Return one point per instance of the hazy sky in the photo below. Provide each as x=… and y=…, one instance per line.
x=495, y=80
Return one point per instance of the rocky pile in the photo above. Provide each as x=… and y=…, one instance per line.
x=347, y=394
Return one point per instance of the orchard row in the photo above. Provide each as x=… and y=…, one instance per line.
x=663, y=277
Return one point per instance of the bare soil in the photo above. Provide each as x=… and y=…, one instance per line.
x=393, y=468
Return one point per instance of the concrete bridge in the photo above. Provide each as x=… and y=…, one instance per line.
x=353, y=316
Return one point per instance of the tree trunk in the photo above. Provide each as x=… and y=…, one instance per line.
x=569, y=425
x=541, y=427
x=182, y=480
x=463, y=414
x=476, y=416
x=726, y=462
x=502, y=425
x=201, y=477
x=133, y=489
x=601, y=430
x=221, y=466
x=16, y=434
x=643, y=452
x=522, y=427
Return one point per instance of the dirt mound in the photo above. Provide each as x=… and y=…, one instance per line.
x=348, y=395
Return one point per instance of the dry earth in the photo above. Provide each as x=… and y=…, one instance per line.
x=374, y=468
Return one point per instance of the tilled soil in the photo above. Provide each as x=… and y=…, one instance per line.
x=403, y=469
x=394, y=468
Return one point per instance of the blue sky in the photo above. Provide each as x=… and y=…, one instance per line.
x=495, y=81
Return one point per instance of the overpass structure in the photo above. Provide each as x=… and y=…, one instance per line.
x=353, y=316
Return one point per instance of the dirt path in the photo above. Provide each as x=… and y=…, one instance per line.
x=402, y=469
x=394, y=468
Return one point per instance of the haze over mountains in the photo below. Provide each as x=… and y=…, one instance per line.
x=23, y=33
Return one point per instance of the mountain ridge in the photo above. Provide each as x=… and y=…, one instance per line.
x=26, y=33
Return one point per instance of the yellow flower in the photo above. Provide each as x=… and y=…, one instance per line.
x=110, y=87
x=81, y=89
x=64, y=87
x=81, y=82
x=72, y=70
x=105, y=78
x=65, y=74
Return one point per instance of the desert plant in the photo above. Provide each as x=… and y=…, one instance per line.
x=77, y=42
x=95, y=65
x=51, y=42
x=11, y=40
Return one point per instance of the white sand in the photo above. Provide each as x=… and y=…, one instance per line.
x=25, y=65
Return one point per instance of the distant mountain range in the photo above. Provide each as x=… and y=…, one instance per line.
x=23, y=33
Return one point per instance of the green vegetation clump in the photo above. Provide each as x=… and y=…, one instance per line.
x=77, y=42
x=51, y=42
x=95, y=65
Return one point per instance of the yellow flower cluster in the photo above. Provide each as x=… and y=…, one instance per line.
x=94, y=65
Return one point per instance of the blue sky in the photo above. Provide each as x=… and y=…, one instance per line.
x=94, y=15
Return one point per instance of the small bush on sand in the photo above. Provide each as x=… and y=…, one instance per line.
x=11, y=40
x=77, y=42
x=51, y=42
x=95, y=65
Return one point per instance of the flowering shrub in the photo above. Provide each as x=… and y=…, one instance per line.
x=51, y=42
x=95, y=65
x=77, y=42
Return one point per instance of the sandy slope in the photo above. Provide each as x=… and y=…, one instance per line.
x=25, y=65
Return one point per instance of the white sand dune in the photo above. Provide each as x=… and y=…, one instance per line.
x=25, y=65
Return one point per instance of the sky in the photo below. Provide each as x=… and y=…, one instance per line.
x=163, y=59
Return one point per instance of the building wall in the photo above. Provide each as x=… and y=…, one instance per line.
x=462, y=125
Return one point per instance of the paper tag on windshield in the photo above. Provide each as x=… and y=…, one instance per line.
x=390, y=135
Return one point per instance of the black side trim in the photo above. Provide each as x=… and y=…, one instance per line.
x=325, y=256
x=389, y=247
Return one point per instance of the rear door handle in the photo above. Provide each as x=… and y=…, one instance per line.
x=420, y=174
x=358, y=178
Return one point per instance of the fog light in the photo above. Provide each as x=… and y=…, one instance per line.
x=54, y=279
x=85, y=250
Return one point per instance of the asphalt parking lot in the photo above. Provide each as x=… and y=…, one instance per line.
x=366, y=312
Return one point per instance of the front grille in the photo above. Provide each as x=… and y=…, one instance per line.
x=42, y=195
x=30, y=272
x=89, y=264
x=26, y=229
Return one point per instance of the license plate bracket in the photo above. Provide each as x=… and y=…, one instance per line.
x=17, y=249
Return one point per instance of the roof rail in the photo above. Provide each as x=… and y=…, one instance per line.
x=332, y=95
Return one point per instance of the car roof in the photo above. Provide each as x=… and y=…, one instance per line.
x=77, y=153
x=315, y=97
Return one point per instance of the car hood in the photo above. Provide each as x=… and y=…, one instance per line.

_____

**WHAT IS BEING ASKED**
Please copy all of the items above word for word, with no changes.

**ANSWER FOR THIS EXERCISE**
Return one point per instance of the hazy sky in the photo below. Provide each as x=… and y=…, one instance per line.
x=495, y=80
Return one point per instance of the rocky pile in the photo above. Provide each as x=… and y=…, one instance per line.
x=347, y=394
Return one point per instance of the orchard row in the photo above. Provide each as x=… and y=…, one instance per line.
x=663, y=277
Return one point per instance of the bare soil in the photo above. Provide each as x=… and y=…, one instance per line.
x=393, y=468
Return one point per instance of the concrete bridge in the photo above. Provide each as x=… and y=…, one instance per line.
x=353, y=316
Return one point per instance of the tree trunk in the photo above. Provide each as x=… and y=…, one instance per line.
x=569, y=425
x=541, y=427
x=182, y=480
x=463, y=414
x=476, y=416
x=726, y=462
x=502, y=425
x=201, y=477
x=133, y=489
x=601, y=430
x=221, y=466
x=16, y=434
x=643, y=452
x=522, y=427
Return one point per instance of the dirt mound in the photo above. Provide each as x=… and y=…, one instance per line.
x=348, y=395
Return one point per instance of the dry earth in the photo above. Provide each as x=… and y=…, one instance per line.
x=374, y=468
Return one point per instance of the tilled soil in the photo above. Provide each as x=… and y=…, one instance per line.
x=403, y=469
x=394, y=468
Return one point per instance of the blue sky in the photo above. Provide each as x=… and y=…, one instance per line.
x=495, y=81
Return one point per instance of the overpass structure in the photo above. Provide each as x=… and y=…, one instance per line.
x=353, y=316
Return one point per instance of the dirt path in the photo above. Provide each as x=… and y=…, one instance per line.
x=402, y=469
x=394, y=468
Return one point per instance of the haze over mountains in the photo below. Provide each as x=… and y=…, one instance per line.
x=23, y=33
Return one point per instance of the mountain ridge in the photo above. Provide each as x=… and y=…, one instance per line.
x=26, y=33
Return one point per instance of the yellow flower in the photo above. Provide each as x=… and y=…, one instance per line.
x=110, y=87
x=81, y=89
x=64, y=87
x=81, y=82
x=72, y=70
x=105, y=78
x=65, y=74
Return one point per instance of the desert plant in the photo above. Provide each as x=… and y=…, one instance per line.
x=77, y=42
x=95, y=65
x=51, y=42
x=11, y=40
Return one point per instance of the white sand in the photo above. Provide each as x=… and y=…, one instance per line.
x=25, y=65
Return one point per instance of the distant mountain range in the photo above. Provide each as x=… and y=…, one instance per line.
x=23, y=33
Return one point per instance of the green vegetation clump in the photo above. Provide each as x=… and y=…, one instance per line.
x=77, y=42
x=51, y=42
x=95, y=65
Return one point per instance of the yellow flower cluster in the photo above. Provide each as x=… and y=…, one instance per line.
x=94, y=65
Return one point per instance of the blue sky in the photo above. Provide each as x=… and y=…, one instance per line.
x=94, y=15
Return one point per instance of the small bush on sand in the photo above. Provide each as x=… and y=…, one instance per line.
x=11, y=40
x=77, y=42
x=51, y=42
x=95, y=65
Return one point per instance of the flowering shrub in the photo above. Provide each as x=… and y=…, one instance per line.
x=51, y=42
x=95, y=65
x=77, y=42
Return one point per instance of the sandy slope in the photo above. Provide each as x=… and y=…, one instance per line.
x=25, y=65
Return one point per instance of the white sand dune in the photo above. Provide each as x=… and y=…, one instance per line.
x=25, y=65
Return one point per instance of the sky in the photo below. Provide each as x=… and y=…, one instance per line.
x=163, y=59
Return one point per instance of the building wall in the photo above. Provide each as x=… and y=…, one instance per line.
x=462, y=125
Return one point per instance of the paper tag on windshield in the photo above. Provide each as x=… and y=…, one instance per line.
x=390, y=135
Return one point per instance of the black side trim in the photo above. Provide each as x=… and y=…, one instance per line.
x=325, y=256
x=389, y=247
Return one point per instance of the rear door handle in the photo above. Provide each as x=… and y=…, one instance per line.
x=420, y=174
x=358, y=178
Return one point per instance of the fog light in the photo above. Provide each as x=… and y=…, one instance per line.
x=54, y=279
x=85, y=250
Return one point per instance of the asphalt parking lot in the photo above. Provide each as x=… and y=…, one instance per line.
x=366, y=312
Return one point per instance of the front grille in the photo above. Provide each as x=… and y=…, one instance per line.
x=42, y=195
x=30, y=272
x=89, y=264
x=26, y=229
Return one point per instance of the license plate bracket in the photo above. Provide each as x=… and y=…, one instance per line.
x=17, y=249
Return one point per instance of the roof rail in the photo above. Provide each as x=… and y=…, one instance per line.
x=332, y=95
Return one point per instance of the car roof in the photo above. Provide each as x=… and y=…, one instance per line.
x=77, y=153
x=315, y=97
Return one point per instance of the car hood in the photo above. Provide each as x=… and y=…, one instance per line.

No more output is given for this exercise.